_Given passage_.

-- Start --

6. Compensation. For the services provided to the Fund, the Adviser will pay the Sub-Adviser a fee, payable as described in Schedule C.
The fee will be prorated to reflect any portion of a calendar month that this Agreement is not in effect among the parties. In accordance with the provisions of the Management Agreement, the Adviser is solely responsible for the payment of fees to the Sub-Adviser, and the Sub-Adviser agrees to seek payment of its fees solely from the Adviser.
7. Seed Money. The Adviser agrees that the Sub-Adviser shall not be responsible for providing money for the initial capitalization of the Fund.
8. Compliance.
(a) The Fund and the Adviser acknowledge that the Sub-Adviser is not the compliance agent for the Fund or the Adviser, and does not have access to all of the Fund’s books and records necessary to perform certain compliance testing. To the extent that the Sub-Adviser has agreed to perform the services specified in Section 2 in accordance with Schedule A attached hereto, the Fund’s Memorandum and
Articles of Association and any policies adopted by the Fund’s Board applicable to the Fund (collectively, the “Charter Requirements”), and in accordance with applicable law (“Applicable Law”), the Sub-Adviser shall perform such services based upon its books and records with respect to the Fund, which comprise a portion of the Fund’s books and records, and upon information and written instructions received from the Fund, the Adviser or the Fund’s administrator, and shall not be held responsible under this Agreement so long as it performs such services in accordance with this Agreement, the Charter Requirements and Applicable Law based upon such books and records and such information and instructions provided by the Fund, the Adviser, or the Fund’s administrator. The Adviser shall promptly provide the Sub-Adviser with any written policies and procedures adopted by the Fund’s Board applicable to the Fund and any amendments or revisions thereto. The Sub-Adviser agrees that it shall promptly notify the Adviser and the Fund (1) in the event that the SEC or other governmental authority has censured the Sub-Adviser; placed limitations upon its activities, functions or operations; suspended or revoked its registration, if any, as an investment adviser; or has commenced proceedings or an investigation that may result in any of these actions, (2) upon having a reasonable basis for believing that the Parent Company has ceased to qualify or might not qualify as a regulated investment company under Subchapter M of the Code, or (3) upon having a reasonable basis for believing that the Parent Company has ceased to comply with the diversification provisions of Section 817(h) of the Code or the regulations thereunder.
(b) The Adviser agrees that it shall immediately notify the Sub-Adviser (1) in the event that the SEC has censured the Adviser or the Fund; placed limitations upon either of their activities, functions, or operations; suspended or revoked the Adviser’s registration as an investment adviser; or has commenced proceedings or an investigation that may result in any of these actions, (2) upon having a reasonable basis for believing that the Parent Company has ceased to qualify or might not qualify as a regulated investment company under Subchapter M of the Code, or (3) upon having a reasonable basis for believing that the Parent Company has ceased to comply with the diversification provisions of Section 817(h) of the Code or the regulations thereunder.

-- End --

_Task set_.
1 – In the sub-adviser agreement, which party is solely responsible for paying the Sub-Adviser's fees?
2 – Write the next part of the sub-adviser agreement, picking up after its last sentence.
The data that comes after has no connection to the sub-adviser agreement.

_Data lines_.
-- Start --

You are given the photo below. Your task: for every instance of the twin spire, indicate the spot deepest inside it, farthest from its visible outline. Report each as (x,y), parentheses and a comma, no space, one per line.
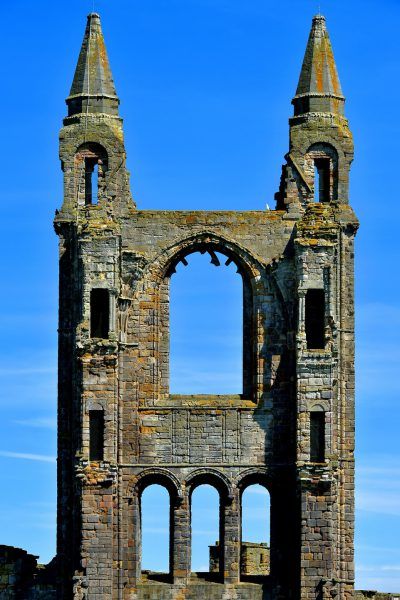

-- End --

_Answers given_.
1 – The Adviser.

2 –
9. Books and Records. The Sub-Adviser hereby agrees that all records which it maintains for the Fund are the property of the Fund and further agrees to surrender promptly to the Fund any of such records upon the Fund’s or the Adviser’s reasonable request, although the Sub-Adviser may, at its own expense, make and retain a copy of such records. The Sub-Adviser further agrees to preserve for the periods set forth in Rule 31a-2 under the 1940 Act such records as would be required if Rule 31a-l under the 1940 Act applied to the Fund and to preserve the records required by Rule 204-2 under the Advisers Act for the period specified in such rules.
10. Cooperation; Confidentiality. Each party to this Agreement agrees to cooperate with each other party and with all appropriate governmental authorities having the requisite jurisdiction (including, but not limited to, the SEC and state insurance regulators) in connection with any investigation or inquiry relating to this Agreement or the Fund.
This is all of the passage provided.